**SELECTED PASSAGE**
This project evaluates the performance of the BLIP (Bootstrapping Language-Image Pre-training) model for the Visual Question Answering (VQA) task. We performed inference using a pretrained BLIP model on three datasets: VQA v2.0 training, VQA v2.0 validation, and DAQUAR. The model was pretrained on both the VQA v2.0 training and validation datasets but not on the DAQUAR dataset. We analyzed the model's performance using various evaluation metrics and documented our findings in this project.

Project Structure

The project directory contains the following files and folders:

  • .git/ - Git repository metadata.
  • DAQUAR/ - Contains the DAQUAR dataset.
  • Evaluation.ipynb - Jupyter notebook for evaluating the model.
  • LatexCode/ - Contains LaTeX code used for the report.
  • README.md - This README file.
  • Report.pdf - Detailed project report.
  • requirements.txt - File listing the required Python packages.
  • Slides.pptx - Presentation slides summarizing the project.
  • Visualization.ipynb - Jupyter notebook for visualizing the datasets.
  • VQA_v2_Training/ - Contains the VQA training dataset.
  • VQA_v2_Val/ - Contains the VQA validation dataset.

Datasets

We utilized the following datasets for evaluating the BLIP model:

Dataset # Images # Questions # Answers Links
VQA v2.0 Training 82,783 443,757 4,437,570 VQA v2.0 Training
VQA v2.0 Validation 40,504 214,354 2,143,540 VQA v2.0 Validation
DAQUAR 1,449 5,674 5,674 DAQUAR

Evaluation Metrics

We used a diverse set of evaluation metrics to assess the model's performance, each offering unique insights into its capabilities. Their explaination can be found in the report. Below are the metrics used:

  1. Accuracy
  2. BLEU Score
  3. BERT Score
  4. WUPS Score
  5. VQA Score

Results

Accuracy

Dataset Accuracy
VQA v2.0 Training 0.769
VQA v2.0 Validation 0.766
DAQUAR 0.230

BLEU Scores

Dataset BLEU1 BLEU2 BLEU3 BLEU4
VQA v2.0 Training 0.763 0.552 0.438 0.349
VQA v2.0 Validation 0.760 0.551 0.438 0.354
DAQUAR 0.183 0.081 0.037 0.0

BERT Scores

Dataset BERT Precision BERT Recall BERT F1
VQA v2.0 Training 0.985 0.986 0.985
VQA v2.0 Validation 0.985 0.985 0.985
DAQUAR 0.945 0.935 0.939

WUPS Scores

Dataset WUPS 0.0 WUPS 0.9
VQA v2.0 Training 86.573 79.484
VQA v2.0 Validation 86.223 79.203
DAQUAR 58.122 30.680

VQA Scores

Dataset VQA Score
VQA v2.0 Training 84.89
VQA v2.0 Validation 84.73
DAQUAR -

Experimental Setup

The VQA v2.0 datasets was divided into parts to handle its large size. The training set was divided into 10 parts, and the validation set into 2 parts, to facilitate parallel processing. The DAQUAR dataset was small enough to process as a whole.

**SUPPLIED RECORDS**
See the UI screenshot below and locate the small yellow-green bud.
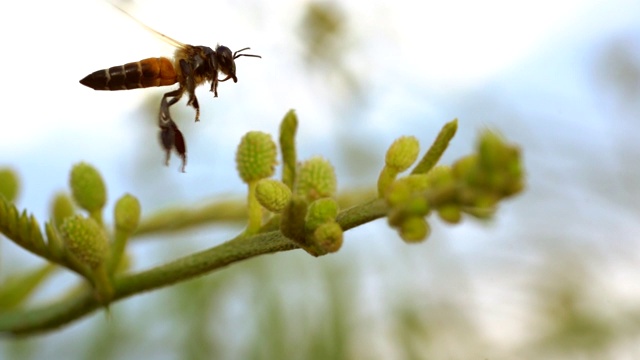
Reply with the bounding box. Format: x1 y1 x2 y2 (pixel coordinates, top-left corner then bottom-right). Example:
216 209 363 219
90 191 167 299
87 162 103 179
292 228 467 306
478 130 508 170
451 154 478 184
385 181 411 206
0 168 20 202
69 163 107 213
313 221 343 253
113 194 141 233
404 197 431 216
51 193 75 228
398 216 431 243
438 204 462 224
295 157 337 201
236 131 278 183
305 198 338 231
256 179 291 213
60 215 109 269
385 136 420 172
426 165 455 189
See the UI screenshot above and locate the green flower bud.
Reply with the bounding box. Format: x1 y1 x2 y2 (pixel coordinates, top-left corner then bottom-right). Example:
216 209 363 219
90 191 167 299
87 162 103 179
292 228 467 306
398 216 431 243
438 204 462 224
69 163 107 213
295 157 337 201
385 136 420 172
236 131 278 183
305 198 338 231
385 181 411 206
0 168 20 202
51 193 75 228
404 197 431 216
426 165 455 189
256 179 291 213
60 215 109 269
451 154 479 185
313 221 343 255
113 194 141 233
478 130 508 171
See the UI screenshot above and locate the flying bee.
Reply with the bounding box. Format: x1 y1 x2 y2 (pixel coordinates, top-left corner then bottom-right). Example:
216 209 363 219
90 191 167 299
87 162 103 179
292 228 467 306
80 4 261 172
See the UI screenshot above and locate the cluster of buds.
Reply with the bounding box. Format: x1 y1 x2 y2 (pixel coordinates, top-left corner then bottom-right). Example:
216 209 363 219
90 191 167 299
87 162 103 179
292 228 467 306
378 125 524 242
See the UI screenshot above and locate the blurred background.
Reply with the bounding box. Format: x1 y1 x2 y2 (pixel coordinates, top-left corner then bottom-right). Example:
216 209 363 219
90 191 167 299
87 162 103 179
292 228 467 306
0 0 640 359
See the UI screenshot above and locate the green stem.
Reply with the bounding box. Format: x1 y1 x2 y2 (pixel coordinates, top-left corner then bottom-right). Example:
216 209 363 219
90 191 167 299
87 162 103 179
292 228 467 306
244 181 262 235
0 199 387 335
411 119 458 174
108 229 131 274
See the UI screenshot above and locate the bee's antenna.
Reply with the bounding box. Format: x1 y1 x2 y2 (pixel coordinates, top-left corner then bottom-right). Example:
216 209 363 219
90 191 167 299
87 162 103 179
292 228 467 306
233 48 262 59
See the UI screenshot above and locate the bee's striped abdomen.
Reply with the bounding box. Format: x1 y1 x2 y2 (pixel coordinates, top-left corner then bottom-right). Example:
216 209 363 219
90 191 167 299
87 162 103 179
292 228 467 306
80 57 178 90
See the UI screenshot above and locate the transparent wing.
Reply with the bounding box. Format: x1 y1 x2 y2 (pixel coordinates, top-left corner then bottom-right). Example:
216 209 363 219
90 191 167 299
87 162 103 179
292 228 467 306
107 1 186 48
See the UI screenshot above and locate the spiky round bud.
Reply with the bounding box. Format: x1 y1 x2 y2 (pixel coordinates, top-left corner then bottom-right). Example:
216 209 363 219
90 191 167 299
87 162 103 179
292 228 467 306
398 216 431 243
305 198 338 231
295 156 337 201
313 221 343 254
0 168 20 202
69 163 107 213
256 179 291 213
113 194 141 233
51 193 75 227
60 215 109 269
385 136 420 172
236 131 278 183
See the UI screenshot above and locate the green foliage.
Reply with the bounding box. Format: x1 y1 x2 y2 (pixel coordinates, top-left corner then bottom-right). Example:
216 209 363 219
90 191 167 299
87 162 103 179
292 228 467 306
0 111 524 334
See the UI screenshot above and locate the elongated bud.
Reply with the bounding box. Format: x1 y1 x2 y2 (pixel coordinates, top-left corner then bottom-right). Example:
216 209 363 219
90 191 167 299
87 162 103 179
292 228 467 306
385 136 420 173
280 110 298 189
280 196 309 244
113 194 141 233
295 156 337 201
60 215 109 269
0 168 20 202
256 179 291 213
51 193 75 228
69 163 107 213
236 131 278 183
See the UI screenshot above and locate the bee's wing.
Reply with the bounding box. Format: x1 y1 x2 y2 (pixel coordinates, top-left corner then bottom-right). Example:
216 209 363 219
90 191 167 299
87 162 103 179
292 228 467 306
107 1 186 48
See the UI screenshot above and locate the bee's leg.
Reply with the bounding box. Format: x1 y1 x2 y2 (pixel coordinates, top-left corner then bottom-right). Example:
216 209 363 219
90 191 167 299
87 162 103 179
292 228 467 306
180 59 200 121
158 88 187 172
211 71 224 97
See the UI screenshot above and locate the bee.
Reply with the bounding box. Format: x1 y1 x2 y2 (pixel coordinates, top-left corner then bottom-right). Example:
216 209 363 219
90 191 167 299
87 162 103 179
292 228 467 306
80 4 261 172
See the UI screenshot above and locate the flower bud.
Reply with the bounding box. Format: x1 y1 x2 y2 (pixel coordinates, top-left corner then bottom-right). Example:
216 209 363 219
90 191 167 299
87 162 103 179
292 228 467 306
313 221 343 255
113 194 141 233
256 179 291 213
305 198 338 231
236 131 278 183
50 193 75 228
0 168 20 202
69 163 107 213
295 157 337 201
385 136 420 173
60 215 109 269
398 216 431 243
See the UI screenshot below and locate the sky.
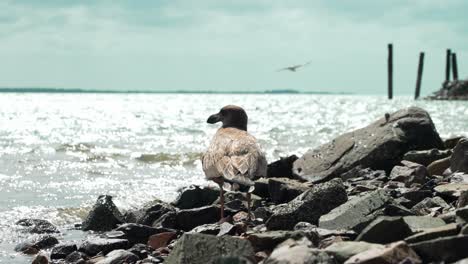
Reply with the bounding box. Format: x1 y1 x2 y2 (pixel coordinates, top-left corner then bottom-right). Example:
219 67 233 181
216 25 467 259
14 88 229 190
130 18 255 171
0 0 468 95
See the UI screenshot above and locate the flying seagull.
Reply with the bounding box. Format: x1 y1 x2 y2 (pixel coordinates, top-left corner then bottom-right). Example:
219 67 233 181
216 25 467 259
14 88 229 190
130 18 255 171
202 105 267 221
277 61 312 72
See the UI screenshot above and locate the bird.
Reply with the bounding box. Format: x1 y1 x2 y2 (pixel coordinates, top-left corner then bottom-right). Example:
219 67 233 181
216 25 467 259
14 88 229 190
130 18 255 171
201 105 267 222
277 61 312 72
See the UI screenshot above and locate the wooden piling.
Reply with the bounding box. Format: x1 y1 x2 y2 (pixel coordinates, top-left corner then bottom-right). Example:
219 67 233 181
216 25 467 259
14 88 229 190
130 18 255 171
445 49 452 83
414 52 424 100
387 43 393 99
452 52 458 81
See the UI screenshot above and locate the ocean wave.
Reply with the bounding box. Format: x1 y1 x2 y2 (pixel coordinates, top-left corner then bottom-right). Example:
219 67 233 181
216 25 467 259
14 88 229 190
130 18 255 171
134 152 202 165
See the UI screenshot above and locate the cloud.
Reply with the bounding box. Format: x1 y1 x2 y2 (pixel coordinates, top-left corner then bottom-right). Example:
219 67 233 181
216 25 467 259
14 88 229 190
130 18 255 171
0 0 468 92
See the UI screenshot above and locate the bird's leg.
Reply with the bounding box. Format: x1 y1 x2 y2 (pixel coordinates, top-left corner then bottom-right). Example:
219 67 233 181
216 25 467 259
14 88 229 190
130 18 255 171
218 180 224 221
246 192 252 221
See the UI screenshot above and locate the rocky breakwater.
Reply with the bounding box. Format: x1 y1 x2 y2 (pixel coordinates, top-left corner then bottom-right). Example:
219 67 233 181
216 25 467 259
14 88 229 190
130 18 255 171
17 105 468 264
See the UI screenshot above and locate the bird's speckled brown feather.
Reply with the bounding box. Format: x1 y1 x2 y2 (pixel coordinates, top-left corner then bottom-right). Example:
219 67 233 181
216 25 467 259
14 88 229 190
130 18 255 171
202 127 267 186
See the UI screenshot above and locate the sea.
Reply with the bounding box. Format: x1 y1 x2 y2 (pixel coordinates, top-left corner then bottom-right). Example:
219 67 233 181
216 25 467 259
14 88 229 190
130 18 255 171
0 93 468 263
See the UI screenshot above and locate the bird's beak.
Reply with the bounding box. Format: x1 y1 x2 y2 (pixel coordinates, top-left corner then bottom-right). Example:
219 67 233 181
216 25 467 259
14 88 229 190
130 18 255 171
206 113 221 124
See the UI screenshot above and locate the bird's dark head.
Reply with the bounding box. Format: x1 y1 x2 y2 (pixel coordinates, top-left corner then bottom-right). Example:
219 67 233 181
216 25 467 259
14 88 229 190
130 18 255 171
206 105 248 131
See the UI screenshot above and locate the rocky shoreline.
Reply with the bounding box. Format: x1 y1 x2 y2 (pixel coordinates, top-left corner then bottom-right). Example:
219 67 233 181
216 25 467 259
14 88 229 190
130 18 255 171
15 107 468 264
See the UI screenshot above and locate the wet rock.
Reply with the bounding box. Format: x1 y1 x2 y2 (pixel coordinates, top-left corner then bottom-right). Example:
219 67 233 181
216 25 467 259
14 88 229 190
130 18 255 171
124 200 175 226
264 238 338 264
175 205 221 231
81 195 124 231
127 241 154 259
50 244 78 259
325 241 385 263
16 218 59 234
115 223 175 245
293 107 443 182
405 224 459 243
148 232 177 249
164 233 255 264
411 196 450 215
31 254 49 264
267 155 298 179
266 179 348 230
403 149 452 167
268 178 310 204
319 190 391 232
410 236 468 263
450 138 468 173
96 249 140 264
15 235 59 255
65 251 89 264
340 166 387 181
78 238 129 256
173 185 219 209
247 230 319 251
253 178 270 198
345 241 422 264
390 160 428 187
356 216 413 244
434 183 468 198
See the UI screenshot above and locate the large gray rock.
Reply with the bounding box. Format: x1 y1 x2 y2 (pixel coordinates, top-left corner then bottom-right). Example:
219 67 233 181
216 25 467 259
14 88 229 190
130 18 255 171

**TO BE DONE**
1) Could you reproduce part of the BLIP evaluation write-up word for word, beginning at "Project Structure" and stopping after "This README file."?
2) Can you resume the BLIP evaluation write-up right after its final sentence and carry it forward?

**EXPECTED RESPONSES**
1)
Project Structure

The project directory contains the following files and folders:

  • .git/ - Git repository metadata.
  • DAQUAR/ - Contains the DAQUAR dataset.
  • Evaluation.ipynb - Jupyter notebook for evaluating the model.
  • LatexCode/ - Contains LaTeX code used for the report.
  • README.md - This README file.

2)
Conclusion

The BLIP model shows high performance on the VQA v2 datasets, with good precision and recall metrics. However, the model struggles with the DAQUAR dataset, as evidenced by lower accuracy and BLEU scores. Despite this, high BERT scores indicate strong semantic similarity in the model's answers across all datasets. This project highlights the importance of using multiple evaluation metrics to gain a comprehensive understanding of model performance.

How to Use

Prerequisites

Ensure you have the following installed:

  • Python 3.x
  • Jupyter Notebook
  • Required Python packages

Running the Evaluation

  1. Clone the repository:

    git clone https://github.com/shreyas21563/VQA-using-BLIP
  2. Navigate to the project directory:

    cd VQA-using-BLIP
  3. Install the required packages:

    pip install -r requirements.txt
  4. Open Evaluation.ipynb and Visualization.ipynb to run the evaluation and visualization code.

Authors

  • Shreyas Kabra
  • Ritwik Harit
  • Vasan Vohra

References

  1. Junnan Li, Dongxu Li, Caiming Xiong, and Steven Hoi. Blip: Bootstrapping language-image pre-training for unified vision language understanding and generation. In International conference on machine learning, pages 12888–12900. PMLR, 2022.
  2. Jacob Devlin, Ming-Wei Chang, Kenton Lee, and Kristina Toutanova. Bert: Pre-training of deep bidirectional transformers for language understanding. arXiv preprint arXiv:1810.04805, 2018.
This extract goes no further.